What you have to do :: Of all the lines below, return only those starting with the line holding "the front tire" and going on through the line holding "TARGET = wheel arch", exactly as written.

Input data ::
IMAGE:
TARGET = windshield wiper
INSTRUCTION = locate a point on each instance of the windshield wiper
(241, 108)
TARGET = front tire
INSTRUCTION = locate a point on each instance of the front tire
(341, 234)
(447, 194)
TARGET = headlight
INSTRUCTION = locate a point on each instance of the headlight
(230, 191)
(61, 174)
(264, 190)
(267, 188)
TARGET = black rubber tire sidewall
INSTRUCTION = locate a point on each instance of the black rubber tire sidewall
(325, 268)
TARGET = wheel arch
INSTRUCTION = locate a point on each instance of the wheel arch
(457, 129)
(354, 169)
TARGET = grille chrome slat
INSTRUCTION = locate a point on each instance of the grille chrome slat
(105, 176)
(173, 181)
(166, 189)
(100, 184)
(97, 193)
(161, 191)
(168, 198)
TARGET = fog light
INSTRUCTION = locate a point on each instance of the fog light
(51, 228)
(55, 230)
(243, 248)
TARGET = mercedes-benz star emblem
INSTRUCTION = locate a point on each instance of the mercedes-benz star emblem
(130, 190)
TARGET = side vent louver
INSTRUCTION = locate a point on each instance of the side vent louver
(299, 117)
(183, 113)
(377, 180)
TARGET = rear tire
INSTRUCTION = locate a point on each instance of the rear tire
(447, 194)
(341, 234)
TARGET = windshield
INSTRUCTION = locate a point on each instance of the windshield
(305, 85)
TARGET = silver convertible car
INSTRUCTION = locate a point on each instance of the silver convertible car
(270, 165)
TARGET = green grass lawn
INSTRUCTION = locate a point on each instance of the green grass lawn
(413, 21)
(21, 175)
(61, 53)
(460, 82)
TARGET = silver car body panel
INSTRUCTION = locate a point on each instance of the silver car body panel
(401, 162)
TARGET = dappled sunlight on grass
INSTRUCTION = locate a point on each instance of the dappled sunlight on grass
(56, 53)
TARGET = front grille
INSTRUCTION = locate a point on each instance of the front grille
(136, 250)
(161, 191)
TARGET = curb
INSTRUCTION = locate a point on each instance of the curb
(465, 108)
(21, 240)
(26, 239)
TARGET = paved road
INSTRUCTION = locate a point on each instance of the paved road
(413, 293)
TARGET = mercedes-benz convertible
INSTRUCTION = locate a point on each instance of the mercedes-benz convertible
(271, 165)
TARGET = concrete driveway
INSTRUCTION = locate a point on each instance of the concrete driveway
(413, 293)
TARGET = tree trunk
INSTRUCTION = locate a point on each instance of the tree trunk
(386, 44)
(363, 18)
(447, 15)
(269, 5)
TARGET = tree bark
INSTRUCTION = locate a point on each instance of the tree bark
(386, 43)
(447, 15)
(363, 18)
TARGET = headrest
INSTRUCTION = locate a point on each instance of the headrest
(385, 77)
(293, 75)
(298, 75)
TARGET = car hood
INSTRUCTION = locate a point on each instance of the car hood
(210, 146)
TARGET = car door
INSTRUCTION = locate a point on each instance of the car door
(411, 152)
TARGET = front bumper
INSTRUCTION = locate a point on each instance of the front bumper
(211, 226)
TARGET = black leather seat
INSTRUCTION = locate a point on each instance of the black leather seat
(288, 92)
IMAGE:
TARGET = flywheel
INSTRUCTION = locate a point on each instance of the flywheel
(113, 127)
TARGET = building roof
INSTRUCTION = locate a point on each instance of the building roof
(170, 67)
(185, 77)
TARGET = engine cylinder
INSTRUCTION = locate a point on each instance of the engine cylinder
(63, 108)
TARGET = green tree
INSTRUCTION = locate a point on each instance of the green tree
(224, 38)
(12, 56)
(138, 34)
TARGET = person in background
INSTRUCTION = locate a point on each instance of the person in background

Task answer ::
INSTRUCTION = locate a point on each instance of the front tire
(341, 234)
(447, 194)
TARGET = headlight
INSTRUCTION = locate a point on each instance of the headlight
(230, 191)
(61, 174)
(264, 190)
(267, 188)
TARGET = black rubber tire sidewall
INSTRUCTION = locate a point on each instance of the black rubber tire sidewall
(325, 268)
TARGET = wheel arch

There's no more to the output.